§ **WORK TO DO**: Output the lines of the listing below as a numbered list, leaving out blank lines and any pictures.

§ **LISTED ENTRIES**:

□ □ □ □ □

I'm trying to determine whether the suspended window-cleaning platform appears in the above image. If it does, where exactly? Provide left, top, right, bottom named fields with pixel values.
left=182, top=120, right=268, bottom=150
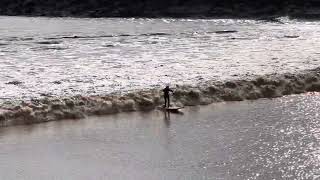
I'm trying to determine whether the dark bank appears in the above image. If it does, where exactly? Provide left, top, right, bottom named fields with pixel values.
left=0, top=0, right=320, bottom=20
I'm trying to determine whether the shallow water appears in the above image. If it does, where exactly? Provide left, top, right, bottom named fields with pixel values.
left=0, top=16, right=320, bottom=99
left=0, top=94, right=320, bottom=180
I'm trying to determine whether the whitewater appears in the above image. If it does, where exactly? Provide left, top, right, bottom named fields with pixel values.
left=0, top=16, right=320, bottom=124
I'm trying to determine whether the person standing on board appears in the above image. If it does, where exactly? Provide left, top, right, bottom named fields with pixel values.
left=162, top=85, right=173, bottom=107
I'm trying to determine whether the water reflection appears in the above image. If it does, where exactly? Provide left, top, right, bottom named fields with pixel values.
left=0, top=94, right=320, bottom=180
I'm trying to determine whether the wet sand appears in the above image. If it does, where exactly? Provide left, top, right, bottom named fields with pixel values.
left=0, top=93, right=320, bottom=180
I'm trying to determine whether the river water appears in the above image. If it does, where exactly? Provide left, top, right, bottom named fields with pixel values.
left=0, top=94, right=320, bottom=180
left=0, top=16, right=320, bottom=100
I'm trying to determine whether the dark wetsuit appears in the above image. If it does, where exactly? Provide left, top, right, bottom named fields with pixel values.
left=162, top=86, right=173, bottom=107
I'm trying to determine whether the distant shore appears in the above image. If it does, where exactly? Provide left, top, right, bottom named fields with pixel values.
left=0, top=0, right=320, bottom=20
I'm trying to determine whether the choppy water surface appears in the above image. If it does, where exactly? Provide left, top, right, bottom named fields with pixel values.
left=0, top=94, right=320, bottom=180
left=0, top=17, right=320, bottom=99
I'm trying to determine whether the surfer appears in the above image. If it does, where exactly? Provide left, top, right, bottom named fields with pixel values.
left=162, top=85, right=173, bottom=107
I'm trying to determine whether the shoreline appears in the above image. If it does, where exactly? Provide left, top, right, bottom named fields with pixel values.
left=0, top=67, right=320, bottom=127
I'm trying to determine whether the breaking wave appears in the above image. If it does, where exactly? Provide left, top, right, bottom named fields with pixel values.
left=0, top=68, right=320, bottom=126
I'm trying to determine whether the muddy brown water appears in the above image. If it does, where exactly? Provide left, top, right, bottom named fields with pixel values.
left=0, top=94, right=320, bottom=180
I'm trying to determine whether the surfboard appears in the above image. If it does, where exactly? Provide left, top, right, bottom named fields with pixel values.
left=159, top=106, right=183, bottom=112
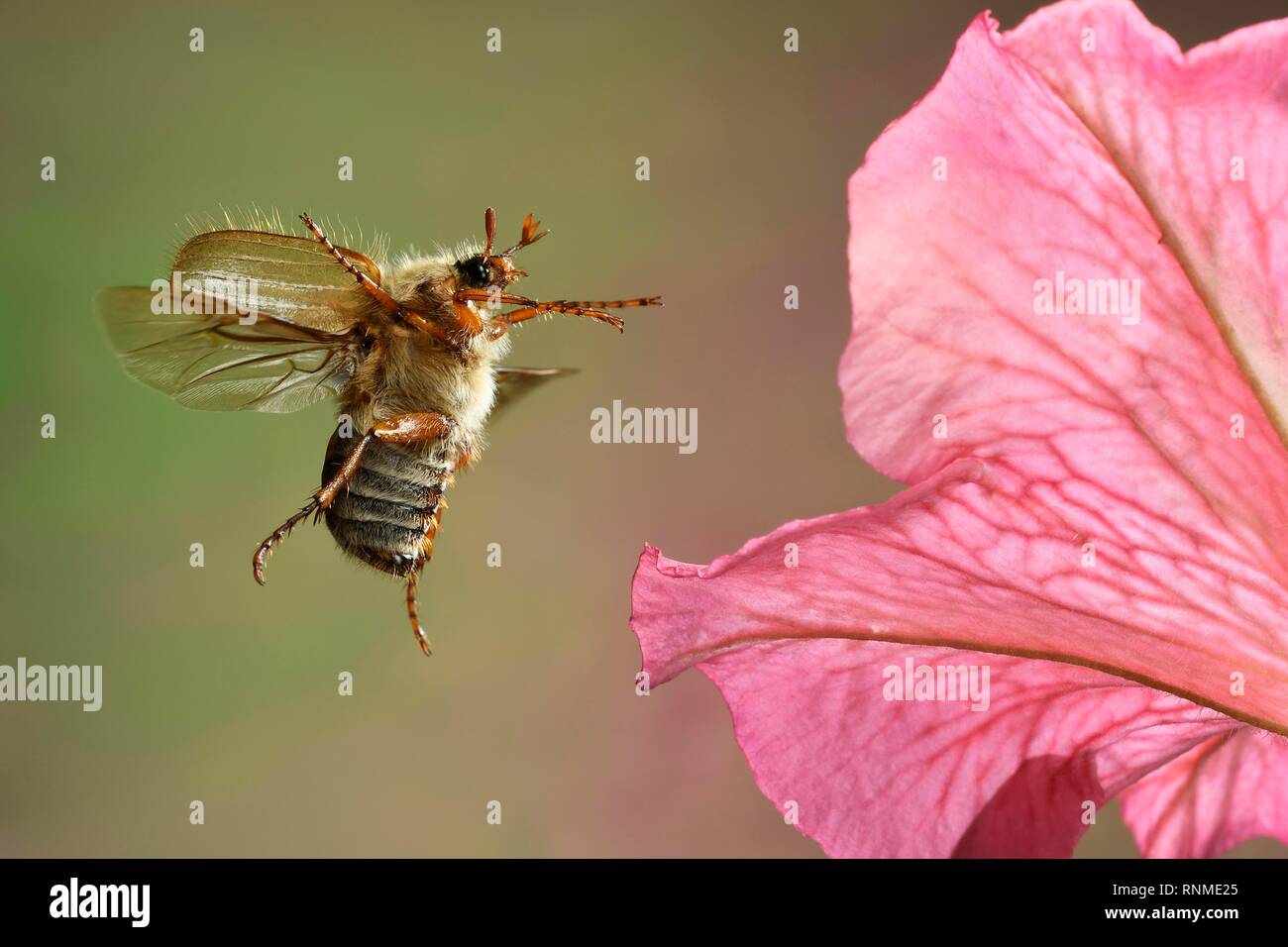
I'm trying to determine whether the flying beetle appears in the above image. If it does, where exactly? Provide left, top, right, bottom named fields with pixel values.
left=95, top=207, right=662, bottom=655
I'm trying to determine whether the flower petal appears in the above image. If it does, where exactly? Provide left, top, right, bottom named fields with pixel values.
left=1122, top=727, right=1288, bottom=858
left=702, top=639, right=1231, bottom=857
left=631, top=460, right=1288, bottom=732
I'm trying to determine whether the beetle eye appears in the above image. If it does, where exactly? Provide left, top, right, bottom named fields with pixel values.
left=461, top=257, right=492, bottom=288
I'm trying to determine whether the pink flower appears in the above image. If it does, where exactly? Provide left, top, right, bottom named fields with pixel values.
left=631, top=0, right=1288, bottom=857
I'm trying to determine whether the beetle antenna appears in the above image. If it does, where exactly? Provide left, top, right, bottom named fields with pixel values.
left=483, top=207, right=496, bottom=259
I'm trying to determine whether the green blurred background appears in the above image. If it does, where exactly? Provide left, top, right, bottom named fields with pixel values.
left=0, top=0, right=1284, bottom=857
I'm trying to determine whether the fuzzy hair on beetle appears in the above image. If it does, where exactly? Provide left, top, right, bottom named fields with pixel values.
left=95, top=207, right=662, bottom=655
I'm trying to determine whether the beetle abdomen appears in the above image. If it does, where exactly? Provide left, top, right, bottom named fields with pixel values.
left=322, top=434, right=450, bottom=576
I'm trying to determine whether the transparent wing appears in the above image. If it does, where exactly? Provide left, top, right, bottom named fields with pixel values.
left=492, top=365, right=577, bottom=417
left=94, top=284, right=361, bottom=412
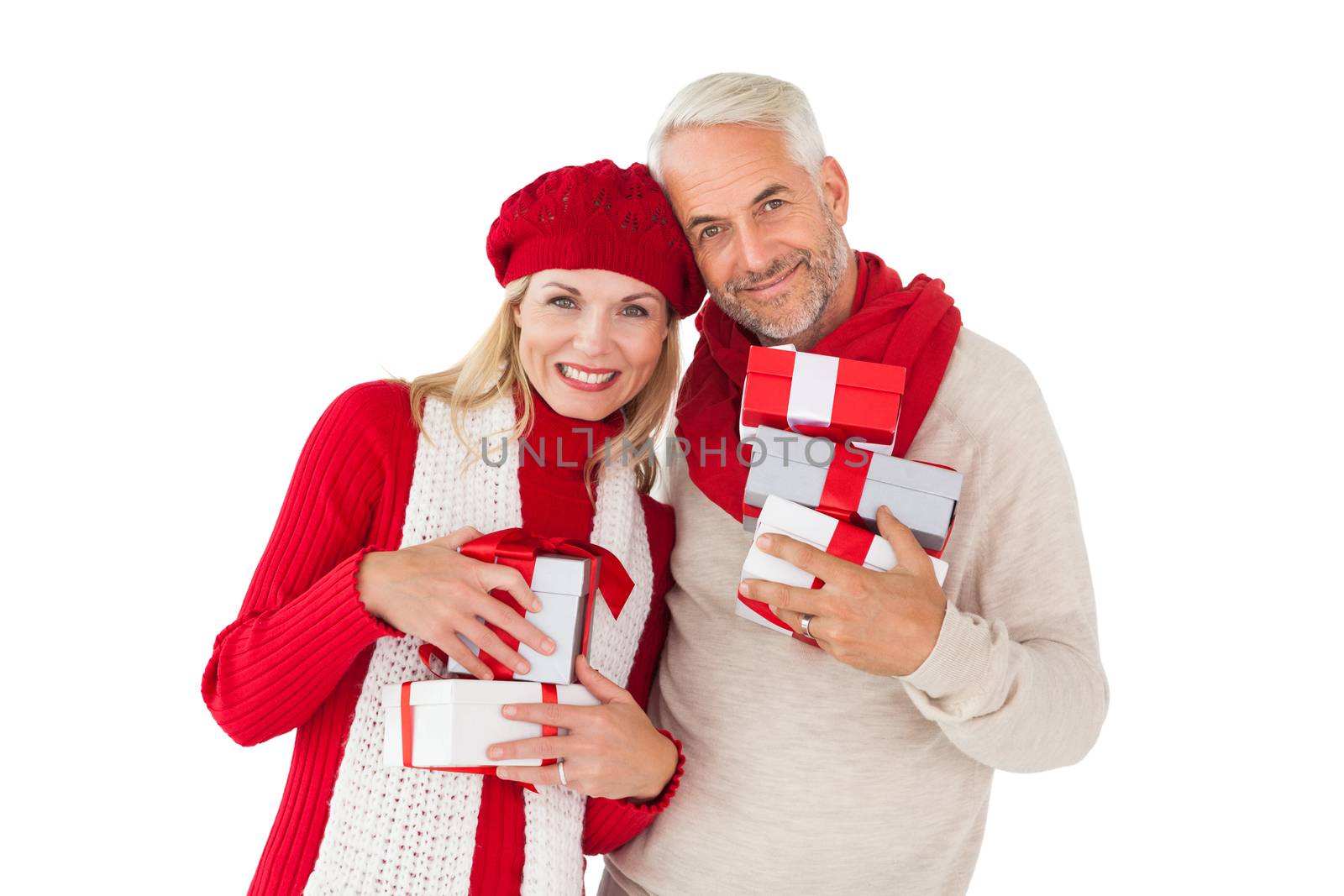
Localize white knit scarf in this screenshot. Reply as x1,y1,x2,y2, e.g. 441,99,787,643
304,398,654,896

□ □ □ □ □

§ **ANSWER TO THE TASK**:
1. I'm trying to determine whether the suspended window-cleaning platform appears in the above image. If it does, where exactly? Provide left, top, right, bottom named fields with pixel values.
2. left=182, top=120, right=268, bottom=150
3. I'm trying to determine whether the dark bank appears in the above image. If it does, where exactly? Provide left, top, right, bottom named fields with pixel values.
4. left=0, top=0, right=320, bottom=20
5. I'm trying to determine whether the shallow water appears in the above image. If it does, where exactly? Provide left, top, right, bottom named fields with pixel values.
6. left=0, top=16, right=320, bottom=99
7. left=0, top=94, right=320, bottom=180
8. I'm trying to determine whether the whitewater appears in the above image. If it does, where exactly? Provide left, top, right, bottom named fields with pixel values.
9. left=0, top=16, right=320, bottom=124
10. I'm trying to determine whether the person standing on board appears in the above image. If it does, where exactly? Provide left, top, right, bottom named fields with pixel values.
11. left=162, top=85, right=173, bottom=107
12. I'm trying to determine whether the water reflection appears in the above image. If it does, where exactly? Provide left, top, right, bottom named fields with pixel values.
13. left=0, top=94, right=320, bottom=180
14. I'm trying to determine whether the wet sand appears in the above image. If it does, where exactly? Provide left, top, right, bottom named fields with pixel values.
15. left=0, top=93, right=320, bottom=180
16. I'm trying to determine whether the river water appears in the above image. If it does, where exactly? Provide left, top, right, bottom named fields with pixel values.
17. left=0, top=94, right=320, bottom=180
18. left=0, top=16, right=320, bottom=100
19. I'm trying to determine whether the dark wetsuit appears in the above image. If it does, where exactly? Provide left, top, right, bottom named fields with pixel values.
20. left=162, top=86, right=173, bottom=107
21. I'm trying to determine whether the distant shore appears in the above image. If it does, where exactly? Provide left, top, right, bottom named fields with pixel values.
22. left=0, top=0, right=320, bottom=20
23. I'm trying to determine whether the choppy water surface appears in the above image. If it does, where exactly? Provide left, top, right, bottom named fields with pixel values.
24. left=0, top=94, right=320, bottom=180
25. left=0, top=17, right=320, bottom=99
26. I'm trying to determine whether the surfer appears in the above image. If it does, where exactly? Provide left, top, right, bottom named fields with pixel values.
27. left=162, top=85, right=173, bottom=107
28. I'm trying to determine whether the shoreline appears in the above image. If it does, where exactly? Provide left, top, right, bottom named fields with pixel values.
29. left=0, top=67, right=320, bottom=127
30. I'm trying to determine whether the breaking wave appears in the above image. If it does, where exactly? Provide left, top, right, bottom named fields with pixel values.
31. left=0, top=68, right=320, bottom=126
32. I'm trying to determine whether the muddy brown water appears in the above image. If it does, where exactly? Provide left, top, right, bottom named fields with pixel values.
33. left=0, top=94, right=320, bottom=180
34. I'm trying to determine whether the surfboard appears in the above image. If it does, where exactly? Provide left, top, right, bottom named fields with pixel values.
35. left=159, top=106, right=183, bottom=112
36. I'm trying to determine whether the flying beetle appears in the above image. If it does, where exactly? Provide left, top, right, bottom named fields with pixel values.
37. left=95, top=207, right=662, bottom=655
38. I'm trying to determine whether the flower petal appears in the above image. If it does, where exactly? Provide left, top, right, bottom named fields with pixel values.
39. left=1122, top=727, right=1288, bottom=858
40. left=702, top=639, right=1231, bottom=857
41. left=631, top=460, right=1288, bottom=732
42. I'm trying to determine whether the beetle eye appears in the above image. If it does, where exactly? Provide left, top, right, bottom named fields with pixel values.
43. left=461, top=257, right=492, bottom=288
44. I'm trying to determine whether the pink flower appears in the above image. If it does, where exactly? Provide left, top, right, bottom named fields with pixel values.
45. left=631, top=0, right=1288, bottom=857
46. I'm trying to determine whether the beetle antenna appears in the above image. If it does, where exactly? Provide left, top, right, bottom named fields with pixel values.
47. left=483, top=207, right=496, bottom=259
48. I'm trying to determine whether the green blurred background appears in the above image. If it does, where exactly? Provide left, top, right, bottom named fields with pixel values.
49. left=0, top=0, right=1284, bottom=857
50. I'm trying to determine whether the fuzzy hair on beetle appears in the above image. If it does, where exactly? Provide left, top, right, bottom named fields with pixel values.
51. left=95, top=207, right=662, bottom=655
52. I'm trying to determine whether the beetle abdomen appears in the above image. If it does, where exactly? Provide left, top, right, bottom named fields with pixel values.
53. left=322, top=434, right=450, bottom=576
54. I'm trying to determine whether the transparent wing appears in the above image. If it does, where exactly? Provide left, top, right, bottom named fields with pixel values.
55. left=492, top=365, right=577, bottom=417
56. left=94, top=284, right=361, bottom=412
57. Localize white knit scarf in this screenshot. Reply as x1,y1,x2,y2, e.g. 441,99,787,643
58. 304,398,654,896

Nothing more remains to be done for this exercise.